The exercise → Could you edit the material below so that every "drop a marker" reads "place a point", with nothing else changed and the pictures omitted from your answer?

Dataset records →
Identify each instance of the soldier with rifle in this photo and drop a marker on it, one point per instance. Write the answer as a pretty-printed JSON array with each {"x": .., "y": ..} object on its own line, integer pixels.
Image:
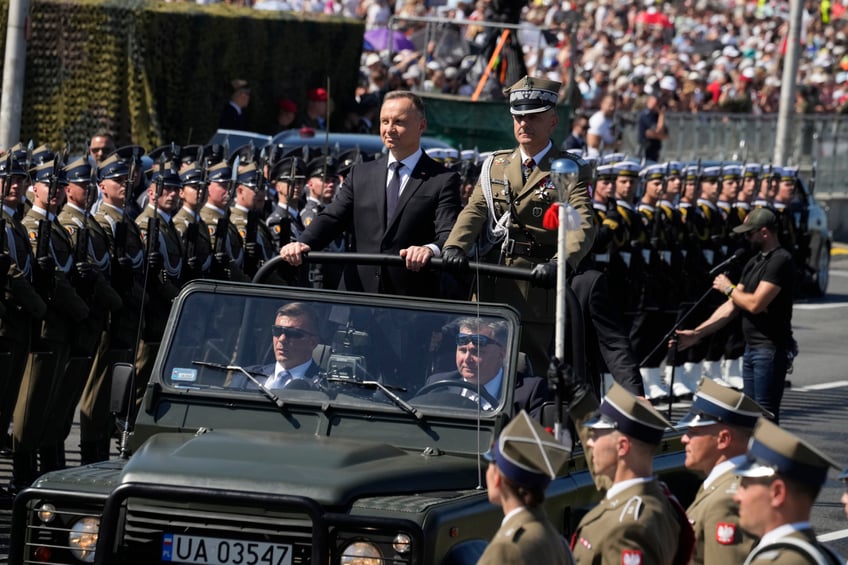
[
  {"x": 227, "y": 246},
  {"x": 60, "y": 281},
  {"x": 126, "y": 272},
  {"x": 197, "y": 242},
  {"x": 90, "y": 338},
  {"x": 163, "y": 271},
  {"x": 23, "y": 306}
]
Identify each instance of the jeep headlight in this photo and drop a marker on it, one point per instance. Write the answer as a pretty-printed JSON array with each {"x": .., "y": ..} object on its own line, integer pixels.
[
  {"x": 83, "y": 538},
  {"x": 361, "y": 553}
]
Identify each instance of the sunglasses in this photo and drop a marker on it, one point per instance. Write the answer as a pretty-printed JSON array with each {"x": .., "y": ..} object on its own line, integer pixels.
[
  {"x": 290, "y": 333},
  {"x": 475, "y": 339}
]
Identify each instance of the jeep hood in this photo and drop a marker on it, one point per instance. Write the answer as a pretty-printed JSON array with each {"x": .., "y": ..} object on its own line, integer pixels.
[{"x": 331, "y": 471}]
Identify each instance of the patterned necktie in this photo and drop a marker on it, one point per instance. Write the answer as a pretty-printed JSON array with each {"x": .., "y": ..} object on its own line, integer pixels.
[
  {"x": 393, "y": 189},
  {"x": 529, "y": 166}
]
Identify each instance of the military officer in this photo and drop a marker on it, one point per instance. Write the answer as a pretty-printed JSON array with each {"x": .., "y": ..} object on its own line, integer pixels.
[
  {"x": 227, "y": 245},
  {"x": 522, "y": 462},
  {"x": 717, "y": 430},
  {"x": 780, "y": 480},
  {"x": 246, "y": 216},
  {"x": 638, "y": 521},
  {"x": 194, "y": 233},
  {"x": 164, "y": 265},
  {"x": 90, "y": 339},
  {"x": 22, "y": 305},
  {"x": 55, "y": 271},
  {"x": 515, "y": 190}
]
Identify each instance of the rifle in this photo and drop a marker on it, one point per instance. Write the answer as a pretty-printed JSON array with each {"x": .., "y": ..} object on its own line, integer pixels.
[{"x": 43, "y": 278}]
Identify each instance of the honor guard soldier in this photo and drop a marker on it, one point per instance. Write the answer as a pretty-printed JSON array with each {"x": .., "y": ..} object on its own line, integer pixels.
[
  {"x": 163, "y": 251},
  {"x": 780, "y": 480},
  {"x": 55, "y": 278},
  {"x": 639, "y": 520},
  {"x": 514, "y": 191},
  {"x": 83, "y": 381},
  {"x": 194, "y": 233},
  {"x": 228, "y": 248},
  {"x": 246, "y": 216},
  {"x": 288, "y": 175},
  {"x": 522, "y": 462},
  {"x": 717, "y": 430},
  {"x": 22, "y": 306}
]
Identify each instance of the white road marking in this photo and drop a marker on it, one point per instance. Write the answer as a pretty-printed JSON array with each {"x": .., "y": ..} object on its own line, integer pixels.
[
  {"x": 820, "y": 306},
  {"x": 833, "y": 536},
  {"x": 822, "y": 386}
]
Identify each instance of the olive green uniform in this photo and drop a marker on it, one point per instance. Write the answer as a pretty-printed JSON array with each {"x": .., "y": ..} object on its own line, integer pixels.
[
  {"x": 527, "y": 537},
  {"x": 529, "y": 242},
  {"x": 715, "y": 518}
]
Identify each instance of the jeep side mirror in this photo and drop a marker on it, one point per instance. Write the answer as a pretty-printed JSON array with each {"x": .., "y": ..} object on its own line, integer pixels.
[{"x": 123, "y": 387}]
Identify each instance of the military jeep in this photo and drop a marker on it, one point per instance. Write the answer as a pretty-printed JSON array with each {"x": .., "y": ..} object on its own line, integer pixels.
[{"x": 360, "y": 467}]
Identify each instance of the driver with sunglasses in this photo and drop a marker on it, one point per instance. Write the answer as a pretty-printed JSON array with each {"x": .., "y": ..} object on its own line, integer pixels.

Expected answer →
Identify each instance of the soldier with rifle in this photo and place a point on it, one point per instance. Write the answer as a pretty-printed JSON array with each {"x": .., "y": ..} object on its own line, integer pixels.
Image:
[
  {"x": 227, "y": 246},
  {"x": 60, "y": 281},
  {"x": 126, "y": 272},
  {"x": 197, "y": 242},
  {"x": 90, "y": 338},
  {"x": 163, "y": 271},
  {"x": 23, "y": 306}
]
Identify each instance of the jeep headlight in this photo and place a point on it, one point per instance. Write the answer as a pretty-printed JSON array with each {"x": .., "y": ..} object on its own line, integer pixels.
[
  {"x": 83, "y": 538},
  {"x": 361, "y": 553}
]
Identify each instance of the sunglasses in this photo and place a point on it, one point per instance. Write the answer as a pretty-printed JSON array with each {"x": .., "y": ..} object on its own line, integer pixels.
[
  {"x": 290, "y": 333},
  {"x": 475, "y": 339}
]
Identify each instance of the jeep hood in this photo and place a point on it, one point per instance. Write the answer as a pretty-printed JSON array with each {"x": .., "y": ..} object on its own line, integer pixels.
[{"x": 331, "y": 471}]
Identify each instance of the patterned necktie in this photo and place a point on it, one point per instance. Write the answer as a pretty-printed JSON array with each {"x": .., "y": ..} object on its own line, integer pixels.
[
  {"x": 393, "y": 189},
  {"x": 529, "y": 166}
]
Identify each instance of the military officer in this photo and place a point on it, one point per instance. Write the answer as a pretty-printed JSON array with each {"x": .., "y": ..} object on its own line, integer pixels.
[
  {"x": 227, "y": 245},
  {"x": 522, "y": 462},
  {"x": 717, "y": 430},
  {"x": 780, "y": 480},
  {"x": 246, "y": 216},
  {"x": 638, "y": 521},
  {"x": 194, "y": 233},
  {"x": 164, "y": 265},
  {"x": 90, "y": 339},
  {"x": 22, "y": 305},
  {"x": 55, "y": 271},
  {"x": 515, "y": 190}
]
Identify each instance of the rifle in this photo and place a point on it, one point per instance. Write the answer as a pretty-printed JSON array with each {"x": .., "y": ..} object on its own line, integer pixels.
[{"x": 43, "y": 278}]
Identify each instance of the honor guard soldier in this photo and place a point on it, one point per instance. Write the answer as a pretty-printed JSON array with each {"x": .., "y": ..} object on its own line, integer pixels.
[
  {"x": 163, "y": 251},
  {"x": 780, "y": 480},
  {"x": 55, "y": 278},
  {"x": 639, "y": 520},
  {"x": 514, "y": 191},
  {"x": 83, "y": 381},
  {"x": 194, "y": 233},
  {"x": 228, "y": 248},
  {"x": 246, "y": 216},
  {"x": 288, "y": 175},
  {"x": 522, "y": 462},
  {"x": 717, "y": 430},
  {"x": 22, "y": 306}
]
Identify each instance of the white road marking in this photo and place a point on it, one point per instance. Write the answer as a pretty-printed JSON array with each {"x": .., "y": ..} object on its own line, integer pixels.
[
  {"x": 820, "y": 306},
  {"x": 833, "y": 536},
  {"x": 822, "y": 386}
]
Identify each instance of the olive green uniform in this photo and place a point on it, one point per instance. Write the answer as a pretty-printed JSON array with each {"x": .., "y": ..} object on its own line, integer pixels.
[
  {"x": 527, "y": 537},
  {"x": 529, "y": 242},
  {"x": 715, "y": 518}
]
Identify each instance of the jeep side mirror in this photo and place a point on it, one point per instance. Write the answer as a pretty-printed JSON array with each {"x": .., "y": ..} object on its own line, integer pixels.
[{"x": 123, "y": 387}]
Identify each instance of the military jeep in this photo and place a point on it, one point per instance. Write the answer as a pretty-printed JSON array with each {"x": .., "y": ..} object on its own line, integer pixels.
[{"x": 360, "y": 467}]
Identify each instance of the driver with sunglasses in this photo and place a point on it, one point per instance. Write the answer as a pretty-printed JSON array with each {"x": .., "y": ..} object on its own line, integer pixels.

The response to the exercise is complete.